Extrait présenté:
>>>
Youssef me regarde, incrédule.

– Je ne pensais pas qu’un jour les jeunes seraient des cohortes à chercher un emploi, réduits à envoyer des candidatures spontanées au petit bonheur la chance, comme un pêcheur qui jette sa ligne dans la mer, sans savoir s’il y a des poissons sous l’eau.
Youssef ne réagit pas. Notre quotidien dans la fondation est justement d’aider les jeunes à trouver du travail ou à créer leur propre activité professionnelle !

– Pourtant, c’était prévisible, poursuis-je. En 1984, un ami ambassadeur m’avait sollicité pour l’aider à caser son fils. Bizarre de la part d’un puissant ! En fait, nous changions déjà d’époque. Depuis, ça n’a fait qu’empirer à ce que je vois.
<<<
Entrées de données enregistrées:
>>>
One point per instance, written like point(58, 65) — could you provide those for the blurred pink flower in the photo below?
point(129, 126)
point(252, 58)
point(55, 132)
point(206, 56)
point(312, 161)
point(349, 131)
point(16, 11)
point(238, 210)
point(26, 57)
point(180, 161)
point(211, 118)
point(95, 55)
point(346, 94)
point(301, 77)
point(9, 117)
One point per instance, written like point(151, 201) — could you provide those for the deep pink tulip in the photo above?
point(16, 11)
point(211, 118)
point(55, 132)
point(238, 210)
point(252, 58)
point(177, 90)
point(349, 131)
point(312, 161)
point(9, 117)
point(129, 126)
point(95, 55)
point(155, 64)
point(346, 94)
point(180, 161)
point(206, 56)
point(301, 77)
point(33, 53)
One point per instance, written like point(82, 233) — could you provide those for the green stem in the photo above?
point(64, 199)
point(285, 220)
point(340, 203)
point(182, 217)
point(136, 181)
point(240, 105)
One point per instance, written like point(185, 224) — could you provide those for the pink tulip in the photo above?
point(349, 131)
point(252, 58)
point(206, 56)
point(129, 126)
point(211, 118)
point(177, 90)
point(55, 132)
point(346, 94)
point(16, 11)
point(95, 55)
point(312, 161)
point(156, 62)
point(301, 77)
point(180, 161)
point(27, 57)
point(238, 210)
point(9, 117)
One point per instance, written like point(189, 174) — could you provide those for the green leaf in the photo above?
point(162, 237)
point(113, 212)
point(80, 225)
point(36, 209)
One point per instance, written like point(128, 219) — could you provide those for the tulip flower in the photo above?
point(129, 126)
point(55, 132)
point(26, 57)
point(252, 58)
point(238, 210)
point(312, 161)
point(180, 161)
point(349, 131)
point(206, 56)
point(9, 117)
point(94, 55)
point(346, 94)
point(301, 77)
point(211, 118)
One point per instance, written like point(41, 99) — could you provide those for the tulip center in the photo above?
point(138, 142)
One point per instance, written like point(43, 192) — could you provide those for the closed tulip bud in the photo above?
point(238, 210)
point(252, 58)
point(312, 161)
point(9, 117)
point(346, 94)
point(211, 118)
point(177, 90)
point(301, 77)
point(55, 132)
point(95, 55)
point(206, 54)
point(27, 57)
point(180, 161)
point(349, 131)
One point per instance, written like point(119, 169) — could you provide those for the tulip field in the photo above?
<<<
Consigne: Recopiez sans rien modifier le passage de l'extrait sur l'emploi des jeunes qui commence par les mots « Youssef ne réagit » et s'achève sur « que je vois. ».

Corrigé:
Youssef ne réagit pas. Notre quotidien dans la fondation est justement d’aider les jeunes à trouver du travail ou à créer leur propre activité professionnelle !

– Pourtant, c’était prévisible, poursuis-je. En 1984, un ami ambassadeur m’avait sollicité pour l’aider à caser son fils. Bizarre de la part d’un puissant ! En fait, nous changions déjà d’époque. Depuis, ça n’a fait qu’empirer à ce que je vois.